### What to produce
Rewrite the entries below as a JSON list of strings, one string per line, omitting blank lines.

### Input material
****************

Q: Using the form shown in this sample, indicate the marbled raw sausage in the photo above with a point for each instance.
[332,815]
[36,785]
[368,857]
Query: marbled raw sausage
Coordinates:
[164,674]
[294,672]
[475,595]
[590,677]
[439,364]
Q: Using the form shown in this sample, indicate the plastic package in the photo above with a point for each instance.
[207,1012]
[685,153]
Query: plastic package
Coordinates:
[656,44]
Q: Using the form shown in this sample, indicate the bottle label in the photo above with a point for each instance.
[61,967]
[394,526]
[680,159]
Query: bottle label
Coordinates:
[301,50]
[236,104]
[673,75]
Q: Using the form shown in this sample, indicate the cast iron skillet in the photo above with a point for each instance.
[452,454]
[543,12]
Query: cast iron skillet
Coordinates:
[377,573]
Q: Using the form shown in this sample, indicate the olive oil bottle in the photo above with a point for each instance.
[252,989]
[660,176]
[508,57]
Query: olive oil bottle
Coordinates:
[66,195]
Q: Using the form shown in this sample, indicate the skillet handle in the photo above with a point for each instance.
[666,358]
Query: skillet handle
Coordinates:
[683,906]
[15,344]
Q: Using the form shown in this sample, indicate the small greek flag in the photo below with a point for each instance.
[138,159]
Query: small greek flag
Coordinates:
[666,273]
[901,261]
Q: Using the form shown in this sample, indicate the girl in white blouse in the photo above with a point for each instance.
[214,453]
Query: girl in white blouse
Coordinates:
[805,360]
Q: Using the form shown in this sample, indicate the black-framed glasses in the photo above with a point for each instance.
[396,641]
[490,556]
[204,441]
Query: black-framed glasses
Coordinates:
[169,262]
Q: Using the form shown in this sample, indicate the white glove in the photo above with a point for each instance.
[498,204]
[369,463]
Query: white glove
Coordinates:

****************

### Problem solution
[
  "Q: Using the form shown in this sample, indicate the marbled raw sausage in the photo above with a point for each instance.",
  "[332,815]",
  "[36,785]",
  "[368,857]",
  "Query: marbled raw sausage",
  "Coordinates:",
  "[164,674]",
  "[294,672]",
  "[475,595]",
  "[590,677]",
  "[439,364]",
  "Q: Using the form shown in this sample, indicate the plastic package in the photo above with a point for each instance.",
  "[207,1012]",
  "[685,153]",
  "Query: plastic package",
  "Coordinates:",
  "[656,44]",
  "Q: Using the form shown in this sample, indicate the bottle label in the photo above with a point for each instance.",
  "[61,967]",
  "[394,526]",
  "[680,159]",
  "Query: bottle label",
  "Coordinates:",
  "[301,50]",
  "[236,104]",
  "[673,75]",
  "Q: Using the form shown in this sample, indicate the cast iron skillet in the photo above with a point for each instance.",
  "[452,454]",
  "[543,12]",
  "Query: cast iron skillet",
  "Coordinates:",
  "[377,573]",
  "Q: Using the form shown in this sample, indicate the olive oil bottle in the photo above with a point for each instance.",
  "[252,989]",
  "[660,176]",
  "[508,57]",
  "Query: olive oil bottle",
  "Coordinates:",
  "[66,195]",
  "Q: Using the form shown in this sample, indicate the skillet handle in the photo above with a point for each instance.",
  "[666,358]",
  "Query: skillet handle",
  "Coordinates:",
  "[683,906]",
  "[15,344]",
  "Q: Using the form shown in this sample, indicate the small greek flag in the photo below with a point for each instance.",
  "[138,159]",
  "Query: small greek flag",
  "Coordinates:",
  "[666,273]",
  "[901,261]",
  "Q: Using the form shown in this sample, indicate the girl in white blouse in the photo above with a point for each instance.",
  "[214,453]",
  "Query: girl in white blouse",
  "Coordinates:",
  "[805,360]",
  "Q: Using the form shown in this sample, indicate the black-framed glasses in the photo above with a point for each instance.",
  "[396,641]",
  "[490,556]",
  "[204,441]",
  "Query: black-framed glasses",
  "Coordinates:",
  "[169,262]",
  "Q: Using the form shown in this sample, indicate the white glove in the photo above with a point for each instance.",
  "[498,204]",
  "[369,463]",
  "Query: white glove",
  "Coordinates:"
]